Activity:
Using the line that contains "Locate the smartphone" as the first line and the last line of the data as the final one, give every line in that range again exactly.
___ Study material
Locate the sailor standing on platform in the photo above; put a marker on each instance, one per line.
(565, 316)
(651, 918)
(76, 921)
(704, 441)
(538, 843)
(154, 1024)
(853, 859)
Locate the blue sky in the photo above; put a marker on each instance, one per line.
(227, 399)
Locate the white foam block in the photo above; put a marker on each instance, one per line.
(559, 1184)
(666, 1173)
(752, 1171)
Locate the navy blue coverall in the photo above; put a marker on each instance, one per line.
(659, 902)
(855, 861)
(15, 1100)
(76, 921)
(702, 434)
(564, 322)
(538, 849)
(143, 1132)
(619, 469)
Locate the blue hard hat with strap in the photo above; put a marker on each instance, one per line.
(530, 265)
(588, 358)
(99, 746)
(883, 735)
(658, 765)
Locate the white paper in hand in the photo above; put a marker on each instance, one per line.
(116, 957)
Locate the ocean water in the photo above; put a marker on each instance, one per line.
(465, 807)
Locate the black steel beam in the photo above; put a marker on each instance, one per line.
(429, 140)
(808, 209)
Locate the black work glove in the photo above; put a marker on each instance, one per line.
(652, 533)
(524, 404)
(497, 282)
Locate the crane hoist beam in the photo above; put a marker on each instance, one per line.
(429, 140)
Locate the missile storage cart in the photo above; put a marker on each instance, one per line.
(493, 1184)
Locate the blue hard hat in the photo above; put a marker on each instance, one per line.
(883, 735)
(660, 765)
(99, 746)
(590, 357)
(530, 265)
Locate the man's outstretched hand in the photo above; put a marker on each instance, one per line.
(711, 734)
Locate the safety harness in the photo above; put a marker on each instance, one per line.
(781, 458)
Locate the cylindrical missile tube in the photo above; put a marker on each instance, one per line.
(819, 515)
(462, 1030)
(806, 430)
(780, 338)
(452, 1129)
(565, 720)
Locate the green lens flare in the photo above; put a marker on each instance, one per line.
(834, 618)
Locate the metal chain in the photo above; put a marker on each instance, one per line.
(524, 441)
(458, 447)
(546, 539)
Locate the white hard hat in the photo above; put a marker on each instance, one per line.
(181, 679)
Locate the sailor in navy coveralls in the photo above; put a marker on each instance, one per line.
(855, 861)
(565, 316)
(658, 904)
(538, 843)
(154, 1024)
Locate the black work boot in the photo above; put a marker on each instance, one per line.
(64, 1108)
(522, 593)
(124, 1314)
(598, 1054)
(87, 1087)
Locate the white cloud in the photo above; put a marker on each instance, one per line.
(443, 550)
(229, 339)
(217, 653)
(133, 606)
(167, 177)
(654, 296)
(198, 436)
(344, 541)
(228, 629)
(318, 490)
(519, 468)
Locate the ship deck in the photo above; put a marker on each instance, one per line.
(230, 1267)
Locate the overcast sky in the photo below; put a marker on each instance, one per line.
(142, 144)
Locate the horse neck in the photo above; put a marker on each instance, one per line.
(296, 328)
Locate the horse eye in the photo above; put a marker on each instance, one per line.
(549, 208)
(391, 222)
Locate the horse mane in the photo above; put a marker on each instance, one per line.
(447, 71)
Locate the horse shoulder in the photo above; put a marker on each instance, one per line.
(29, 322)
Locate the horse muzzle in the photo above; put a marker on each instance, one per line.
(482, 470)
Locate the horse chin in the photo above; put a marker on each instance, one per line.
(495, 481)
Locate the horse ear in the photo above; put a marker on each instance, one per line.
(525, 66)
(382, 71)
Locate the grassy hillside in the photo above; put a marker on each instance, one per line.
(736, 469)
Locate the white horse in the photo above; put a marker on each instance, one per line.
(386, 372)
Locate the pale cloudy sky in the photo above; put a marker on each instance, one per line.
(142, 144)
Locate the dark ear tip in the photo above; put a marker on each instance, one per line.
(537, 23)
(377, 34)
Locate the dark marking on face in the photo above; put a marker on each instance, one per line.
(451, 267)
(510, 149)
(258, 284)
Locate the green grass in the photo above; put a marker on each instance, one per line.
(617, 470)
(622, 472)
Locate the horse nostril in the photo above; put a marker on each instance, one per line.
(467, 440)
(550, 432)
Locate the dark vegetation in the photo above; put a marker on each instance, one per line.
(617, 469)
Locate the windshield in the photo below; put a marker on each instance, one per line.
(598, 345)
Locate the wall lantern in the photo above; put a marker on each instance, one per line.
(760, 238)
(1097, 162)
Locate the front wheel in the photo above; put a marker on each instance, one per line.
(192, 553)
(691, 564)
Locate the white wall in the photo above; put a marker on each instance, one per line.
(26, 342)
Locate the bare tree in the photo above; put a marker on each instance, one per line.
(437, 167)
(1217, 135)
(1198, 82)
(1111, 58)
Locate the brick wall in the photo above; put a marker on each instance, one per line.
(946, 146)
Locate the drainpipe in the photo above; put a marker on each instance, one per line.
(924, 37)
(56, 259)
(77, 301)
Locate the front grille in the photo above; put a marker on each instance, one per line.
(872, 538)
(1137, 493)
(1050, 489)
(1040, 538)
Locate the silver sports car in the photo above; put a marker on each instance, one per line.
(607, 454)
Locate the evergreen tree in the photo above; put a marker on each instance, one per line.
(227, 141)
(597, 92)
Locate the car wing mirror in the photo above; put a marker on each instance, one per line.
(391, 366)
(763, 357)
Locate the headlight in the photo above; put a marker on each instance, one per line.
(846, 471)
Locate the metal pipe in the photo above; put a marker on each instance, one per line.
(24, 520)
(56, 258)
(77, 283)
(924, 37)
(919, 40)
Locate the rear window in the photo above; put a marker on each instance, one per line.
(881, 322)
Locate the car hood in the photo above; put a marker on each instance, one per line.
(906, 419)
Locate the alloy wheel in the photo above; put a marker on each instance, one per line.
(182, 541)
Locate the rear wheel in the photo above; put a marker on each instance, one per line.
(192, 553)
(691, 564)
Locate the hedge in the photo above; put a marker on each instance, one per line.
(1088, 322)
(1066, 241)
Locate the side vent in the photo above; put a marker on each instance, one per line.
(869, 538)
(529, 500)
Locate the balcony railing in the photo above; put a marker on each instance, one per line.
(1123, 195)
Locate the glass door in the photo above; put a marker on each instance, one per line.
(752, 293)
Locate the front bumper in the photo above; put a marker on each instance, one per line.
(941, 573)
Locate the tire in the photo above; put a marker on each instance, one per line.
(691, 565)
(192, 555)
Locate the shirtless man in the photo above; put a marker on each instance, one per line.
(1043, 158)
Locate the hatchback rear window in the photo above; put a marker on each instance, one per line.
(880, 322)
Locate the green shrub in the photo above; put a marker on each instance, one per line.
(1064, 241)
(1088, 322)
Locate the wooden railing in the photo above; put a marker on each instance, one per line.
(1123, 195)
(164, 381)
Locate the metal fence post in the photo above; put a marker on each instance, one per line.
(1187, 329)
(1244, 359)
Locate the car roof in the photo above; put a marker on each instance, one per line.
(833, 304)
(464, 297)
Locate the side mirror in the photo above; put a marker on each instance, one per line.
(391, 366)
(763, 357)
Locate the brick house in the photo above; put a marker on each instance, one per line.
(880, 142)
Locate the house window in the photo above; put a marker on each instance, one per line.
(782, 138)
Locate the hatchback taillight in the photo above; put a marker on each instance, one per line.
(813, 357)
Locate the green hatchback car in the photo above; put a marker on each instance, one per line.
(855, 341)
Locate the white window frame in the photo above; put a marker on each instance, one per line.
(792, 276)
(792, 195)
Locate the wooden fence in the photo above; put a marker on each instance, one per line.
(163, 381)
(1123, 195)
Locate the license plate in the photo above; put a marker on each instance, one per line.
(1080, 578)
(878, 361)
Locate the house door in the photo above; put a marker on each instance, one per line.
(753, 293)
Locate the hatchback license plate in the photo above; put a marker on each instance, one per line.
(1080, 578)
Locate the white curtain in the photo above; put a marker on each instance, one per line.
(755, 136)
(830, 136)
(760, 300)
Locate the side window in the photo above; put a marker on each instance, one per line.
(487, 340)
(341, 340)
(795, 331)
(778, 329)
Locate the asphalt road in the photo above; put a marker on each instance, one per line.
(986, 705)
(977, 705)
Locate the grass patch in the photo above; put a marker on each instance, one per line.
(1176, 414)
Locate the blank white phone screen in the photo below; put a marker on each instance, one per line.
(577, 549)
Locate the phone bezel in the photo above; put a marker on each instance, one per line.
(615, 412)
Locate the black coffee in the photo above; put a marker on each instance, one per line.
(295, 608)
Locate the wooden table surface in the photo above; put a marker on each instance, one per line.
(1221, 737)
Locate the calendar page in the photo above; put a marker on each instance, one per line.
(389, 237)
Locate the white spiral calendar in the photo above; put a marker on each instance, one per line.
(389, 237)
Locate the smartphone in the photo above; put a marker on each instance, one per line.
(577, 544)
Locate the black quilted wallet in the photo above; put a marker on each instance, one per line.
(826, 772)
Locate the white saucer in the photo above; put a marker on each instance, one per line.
______
Result below:
Locate the smartphone in the photo above; put a marker on each instance, one per line.
(577, 544)
Locate the black quilted wallet in the photo above; put a marker on each instance, one per line.
(826, 772)
Locate the white saucer in the photo above; put a marker on each instance, one per line.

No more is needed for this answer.